◆ EXCERPTED PASSAGE:
CURB Reaches Out to House Oversight Committee

posted Jul 30, 2011, 6:45 AM by Site administrator   [ updated Jul 30, 2011, 7:09 AM ]



81 Lighthouse LN - MONETA, VA  24121-1991

29 July 2011


The Honorable Cliff Stearns

Chairman, House Energy and Commerce Committee’s Subcommittee on Oversight and Investigations

U.S. House of Representatives
2306 Rayburn House Office Building
Washington, D.C. 20515


Re:       Federal Energy Regulatory Commission Fails to Meet the Intent of Executive Order 13563

Attachments:   A. Virginia Secretary of Natural Resources letter to Secretary Federal Energy Regulatory

Commission, dated 15 April 2011

B. FERC Office of Energy Products letter to The Honorable Robert Hurt, dated July 15, 2011

C. West Piedmont Planning District Commission Resolution, Concerns and Request for Changes Smith Mountain Lake Appalachian Power Company Shoreline Management Plan, February 24, 2011.


Dear Congressman Stearns:

President Obama’s Executive Order 13563, issued January 21, requires Federal agencies to maximize the benefits of regulations, minimize their impact, and review existing regulations to ensure they are not unnecessarily burdensome.  Executive Order 13563 is replete with commonsense principles.  Its purpose clear—ensure regulation is balanced by considering both the cost and the benefit of the regulatory policy. 

At the House oversight subcommittee hearings on Energy and Commerce held July 7th, FERC Chairman Wellinghoff testified that FERC regularly reviews its rules and has launched a new review. “I have directed the commission’s staff to conduct a review of the commission’s regulations with the goals of the executive order in mind.”  In response to your question about why he did not submit a rule review plan to OMB, Chairman Wellinghoff said “I believed that we were not subject to the executive order.”  When pressed further about why he did not submit a notice about the review for public comment, Wellinghoff said that his general counsel said such notice was not necessary for a staff review.  With all due respect Chairman Stearns, just who is in charge here?

As a direct result of your Committee’s July 7th hearing I was pleased to see that President Obama issued a new executive order: “Within 120 days of the date of this order, each independent regulatory agency should develop and release to the public a plan, consistent with law and reflecting its resources and regulatory priorities and processes, under which the agency will periodically review its existing significant regulations …”

FERC is an independent agency; but it would be more accurate to refer to it as an absolute regulator.  It does what it wants, when it wants, regardless of the impact to its licensees or the general public, and apparently is accountable only to itself.  FERC is conflicted as it grants licenses and collects revenue from those licensees that it then regulates.  Congress recently changed this conflicted and failed regulatory model with the Mines and Minerals Service, after it was alleged MMS failed to properly regulate BP.  Recall FERC also failed to regulate ENRON.  The FERC regulatory model needs to change to become more accountable to the public and to Congressional oversight.

[Collected data]
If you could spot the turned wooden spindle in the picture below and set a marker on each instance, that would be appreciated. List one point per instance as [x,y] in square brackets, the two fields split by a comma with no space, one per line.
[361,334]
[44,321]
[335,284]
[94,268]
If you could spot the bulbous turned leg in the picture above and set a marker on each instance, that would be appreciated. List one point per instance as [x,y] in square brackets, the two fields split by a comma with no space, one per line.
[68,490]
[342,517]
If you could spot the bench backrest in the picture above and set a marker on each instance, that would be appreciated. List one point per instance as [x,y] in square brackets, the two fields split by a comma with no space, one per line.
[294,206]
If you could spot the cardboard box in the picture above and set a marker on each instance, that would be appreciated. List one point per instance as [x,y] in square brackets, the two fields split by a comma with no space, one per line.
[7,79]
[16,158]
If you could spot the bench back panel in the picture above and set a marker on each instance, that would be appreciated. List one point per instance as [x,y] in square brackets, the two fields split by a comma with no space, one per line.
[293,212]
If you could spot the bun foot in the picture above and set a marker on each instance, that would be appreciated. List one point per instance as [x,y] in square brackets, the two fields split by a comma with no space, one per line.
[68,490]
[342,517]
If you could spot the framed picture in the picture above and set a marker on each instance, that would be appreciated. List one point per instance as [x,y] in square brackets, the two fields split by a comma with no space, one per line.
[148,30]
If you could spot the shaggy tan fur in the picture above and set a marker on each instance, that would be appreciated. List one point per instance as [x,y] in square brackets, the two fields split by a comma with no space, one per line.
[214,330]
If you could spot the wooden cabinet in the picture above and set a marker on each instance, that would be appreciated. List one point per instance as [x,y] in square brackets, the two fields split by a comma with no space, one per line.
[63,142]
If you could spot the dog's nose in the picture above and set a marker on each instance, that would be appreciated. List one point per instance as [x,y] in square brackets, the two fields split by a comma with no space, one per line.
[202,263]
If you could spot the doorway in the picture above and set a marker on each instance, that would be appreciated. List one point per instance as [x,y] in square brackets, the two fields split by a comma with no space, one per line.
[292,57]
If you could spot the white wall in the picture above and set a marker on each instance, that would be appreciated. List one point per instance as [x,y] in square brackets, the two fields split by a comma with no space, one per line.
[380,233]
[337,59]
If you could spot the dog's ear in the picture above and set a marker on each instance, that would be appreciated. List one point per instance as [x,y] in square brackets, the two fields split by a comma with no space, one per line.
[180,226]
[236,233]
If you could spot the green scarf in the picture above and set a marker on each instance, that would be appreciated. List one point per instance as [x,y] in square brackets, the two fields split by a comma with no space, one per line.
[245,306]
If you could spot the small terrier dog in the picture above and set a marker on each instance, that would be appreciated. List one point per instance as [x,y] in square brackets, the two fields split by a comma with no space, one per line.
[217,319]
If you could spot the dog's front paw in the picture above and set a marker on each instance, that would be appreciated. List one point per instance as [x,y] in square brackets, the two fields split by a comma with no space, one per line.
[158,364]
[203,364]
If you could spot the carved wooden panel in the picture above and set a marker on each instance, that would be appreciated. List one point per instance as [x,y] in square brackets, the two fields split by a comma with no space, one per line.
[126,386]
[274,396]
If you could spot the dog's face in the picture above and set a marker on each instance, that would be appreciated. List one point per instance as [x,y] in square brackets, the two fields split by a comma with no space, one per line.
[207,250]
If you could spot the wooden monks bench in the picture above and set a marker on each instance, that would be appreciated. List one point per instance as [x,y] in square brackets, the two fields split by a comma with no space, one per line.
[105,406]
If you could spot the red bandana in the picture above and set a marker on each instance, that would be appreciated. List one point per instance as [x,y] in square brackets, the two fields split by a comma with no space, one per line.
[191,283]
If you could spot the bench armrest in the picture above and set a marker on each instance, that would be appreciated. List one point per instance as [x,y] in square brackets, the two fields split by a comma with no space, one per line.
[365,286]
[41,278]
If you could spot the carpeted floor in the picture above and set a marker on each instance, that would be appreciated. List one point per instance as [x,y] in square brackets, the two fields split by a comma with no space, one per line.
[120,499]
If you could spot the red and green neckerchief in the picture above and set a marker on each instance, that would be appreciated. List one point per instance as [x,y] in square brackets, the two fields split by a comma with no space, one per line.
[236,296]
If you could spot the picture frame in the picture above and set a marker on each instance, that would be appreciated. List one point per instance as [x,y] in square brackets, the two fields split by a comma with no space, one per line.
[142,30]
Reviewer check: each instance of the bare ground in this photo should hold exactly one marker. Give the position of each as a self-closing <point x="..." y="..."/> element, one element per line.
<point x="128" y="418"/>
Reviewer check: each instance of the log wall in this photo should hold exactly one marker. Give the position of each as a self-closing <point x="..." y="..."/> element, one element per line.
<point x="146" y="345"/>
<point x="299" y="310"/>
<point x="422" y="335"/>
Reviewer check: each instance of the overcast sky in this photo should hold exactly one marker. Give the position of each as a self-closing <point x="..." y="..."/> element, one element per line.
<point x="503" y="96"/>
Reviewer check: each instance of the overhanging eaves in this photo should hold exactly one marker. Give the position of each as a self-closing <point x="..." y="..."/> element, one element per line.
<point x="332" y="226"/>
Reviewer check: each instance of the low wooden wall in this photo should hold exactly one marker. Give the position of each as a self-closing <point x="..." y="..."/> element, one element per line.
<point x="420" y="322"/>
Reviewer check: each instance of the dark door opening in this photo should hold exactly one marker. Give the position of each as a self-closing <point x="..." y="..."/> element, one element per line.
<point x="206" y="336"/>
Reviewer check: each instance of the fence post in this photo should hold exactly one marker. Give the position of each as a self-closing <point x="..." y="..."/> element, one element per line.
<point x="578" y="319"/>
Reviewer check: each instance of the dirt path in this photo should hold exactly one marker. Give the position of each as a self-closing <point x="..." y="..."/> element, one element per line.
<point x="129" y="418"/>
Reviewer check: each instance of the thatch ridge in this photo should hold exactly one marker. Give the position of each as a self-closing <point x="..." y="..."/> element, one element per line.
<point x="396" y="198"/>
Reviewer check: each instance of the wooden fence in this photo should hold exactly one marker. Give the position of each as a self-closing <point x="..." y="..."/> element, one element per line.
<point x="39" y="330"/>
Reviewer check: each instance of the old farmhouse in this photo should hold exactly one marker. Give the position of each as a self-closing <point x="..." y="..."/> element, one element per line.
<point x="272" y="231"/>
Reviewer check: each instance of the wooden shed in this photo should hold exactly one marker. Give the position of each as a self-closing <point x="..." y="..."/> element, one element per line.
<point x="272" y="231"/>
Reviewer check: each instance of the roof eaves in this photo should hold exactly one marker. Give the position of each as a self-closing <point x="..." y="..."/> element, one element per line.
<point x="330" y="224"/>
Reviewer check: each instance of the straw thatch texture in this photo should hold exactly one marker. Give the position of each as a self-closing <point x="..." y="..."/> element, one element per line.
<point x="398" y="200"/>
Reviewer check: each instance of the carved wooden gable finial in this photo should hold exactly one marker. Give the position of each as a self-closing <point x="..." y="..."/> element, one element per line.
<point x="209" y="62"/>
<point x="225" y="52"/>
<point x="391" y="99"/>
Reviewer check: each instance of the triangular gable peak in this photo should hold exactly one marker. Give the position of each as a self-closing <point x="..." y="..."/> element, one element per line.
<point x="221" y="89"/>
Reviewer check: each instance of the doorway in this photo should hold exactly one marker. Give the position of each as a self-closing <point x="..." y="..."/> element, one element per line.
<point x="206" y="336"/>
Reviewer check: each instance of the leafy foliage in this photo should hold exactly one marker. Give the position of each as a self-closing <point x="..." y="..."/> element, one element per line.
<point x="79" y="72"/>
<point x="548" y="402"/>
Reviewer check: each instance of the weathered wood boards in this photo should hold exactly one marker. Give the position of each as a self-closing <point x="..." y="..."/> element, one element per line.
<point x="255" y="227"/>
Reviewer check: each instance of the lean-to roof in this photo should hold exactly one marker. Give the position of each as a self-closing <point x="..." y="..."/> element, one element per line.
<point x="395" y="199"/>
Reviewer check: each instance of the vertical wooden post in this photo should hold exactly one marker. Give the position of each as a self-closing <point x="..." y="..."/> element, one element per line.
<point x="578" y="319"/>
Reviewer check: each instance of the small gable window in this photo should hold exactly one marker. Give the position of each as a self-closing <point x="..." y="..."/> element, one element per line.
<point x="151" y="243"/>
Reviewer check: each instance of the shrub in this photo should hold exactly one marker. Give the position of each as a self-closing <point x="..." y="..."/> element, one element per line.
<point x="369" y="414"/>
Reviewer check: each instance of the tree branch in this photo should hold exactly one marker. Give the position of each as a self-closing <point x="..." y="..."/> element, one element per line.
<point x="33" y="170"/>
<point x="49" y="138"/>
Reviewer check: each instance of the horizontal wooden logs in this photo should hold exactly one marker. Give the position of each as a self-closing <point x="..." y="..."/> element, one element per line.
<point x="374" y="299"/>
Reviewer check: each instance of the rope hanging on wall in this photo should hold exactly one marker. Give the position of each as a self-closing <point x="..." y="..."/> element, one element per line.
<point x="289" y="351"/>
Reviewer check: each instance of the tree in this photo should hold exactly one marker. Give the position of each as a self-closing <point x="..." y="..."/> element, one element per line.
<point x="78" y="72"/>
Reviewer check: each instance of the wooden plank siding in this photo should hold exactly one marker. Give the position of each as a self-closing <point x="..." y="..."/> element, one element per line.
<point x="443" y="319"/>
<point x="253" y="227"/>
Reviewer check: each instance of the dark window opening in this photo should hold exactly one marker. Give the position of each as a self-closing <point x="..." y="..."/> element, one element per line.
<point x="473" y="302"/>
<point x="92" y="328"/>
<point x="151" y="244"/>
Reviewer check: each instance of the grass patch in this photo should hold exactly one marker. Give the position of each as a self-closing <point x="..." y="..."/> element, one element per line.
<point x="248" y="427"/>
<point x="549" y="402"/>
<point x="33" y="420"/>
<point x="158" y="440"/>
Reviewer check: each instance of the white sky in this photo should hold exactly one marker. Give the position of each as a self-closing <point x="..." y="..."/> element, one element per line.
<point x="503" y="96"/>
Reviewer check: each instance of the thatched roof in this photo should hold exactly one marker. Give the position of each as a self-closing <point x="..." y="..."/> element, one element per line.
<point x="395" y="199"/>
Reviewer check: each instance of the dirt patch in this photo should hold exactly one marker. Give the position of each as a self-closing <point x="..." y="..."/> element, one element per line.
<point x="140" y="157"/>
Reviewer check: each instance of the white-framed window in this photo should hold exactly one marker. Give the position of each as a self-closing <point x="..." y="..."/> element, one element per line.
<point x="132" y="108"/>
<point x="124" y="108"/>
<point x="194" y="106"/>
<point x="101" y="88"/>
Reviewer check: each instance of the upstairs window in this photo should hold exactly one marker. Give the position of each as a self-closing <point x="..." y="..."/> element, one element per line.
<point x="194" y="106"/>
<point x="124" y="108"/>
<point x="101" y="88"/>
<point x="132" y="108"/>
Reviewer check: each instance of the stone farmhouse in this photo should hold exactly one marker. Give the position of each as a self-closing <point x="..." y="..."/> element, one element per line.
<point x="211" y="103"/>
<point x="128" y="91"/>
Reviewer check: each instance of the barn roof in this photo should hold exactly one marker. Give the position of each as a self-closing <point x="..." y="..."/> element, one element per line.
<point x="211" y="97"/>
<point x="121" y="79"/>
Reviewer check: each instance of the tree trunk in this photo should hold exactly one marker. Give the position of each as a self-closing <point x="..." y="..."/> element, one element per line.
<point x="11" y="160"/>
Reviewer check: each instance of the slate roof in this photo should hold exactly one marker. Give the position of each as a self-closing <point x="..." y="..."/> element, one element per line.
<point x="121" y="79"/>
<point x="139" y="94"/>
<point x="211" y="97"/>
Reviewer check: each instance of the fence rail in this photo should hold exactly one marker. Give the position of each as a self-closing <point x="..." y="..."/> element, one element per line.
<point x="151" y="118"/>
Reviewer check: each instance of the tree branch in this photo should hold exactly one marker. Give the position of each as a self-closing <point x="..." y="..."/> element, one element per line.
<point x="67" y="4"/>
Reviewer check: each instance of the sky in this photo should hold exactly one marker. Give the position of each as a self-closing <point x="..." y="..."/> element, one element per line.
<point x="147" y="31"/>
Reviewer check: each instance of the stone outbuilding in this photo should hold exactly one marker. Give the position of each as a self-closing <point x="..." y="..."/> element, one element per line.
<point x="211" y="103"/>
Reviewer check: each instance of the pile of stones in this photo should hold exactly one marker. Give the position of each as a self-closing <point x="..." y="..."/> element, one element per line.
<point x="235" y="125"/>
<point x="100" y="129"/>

◆ WHAT TO WORK ON:
**a)** Answer these questions using the CURB letter to Congressman Stearns:
(i) On what date was Executive Order 13563 issued?
(ii) On what date were the House oversight subcommittee hearings where Chairman Wellinghoff testified?
(iii) Under the new executive order, within how many days should each independent regulatory agency release its review plan to the public?
**b)** Return the passage of the CURB letter from "B. FERC Office" to "February 24, 2011.", copied word for word.

◆ RESULTS IN ORDER:
**a)**
(i) January 21
(ii) July 7th
(iii) 120 days

**b)**
B. FERC Office of Energy Products letter to The Honorable Robert Hurt, dated July 15, 2011

C. West Piedmont Planning District Commission Resolution, Concerns and Request for Changes Smith Mountain Lake Appalachian Power Company Shoreline Management Plan, February 24, 2011.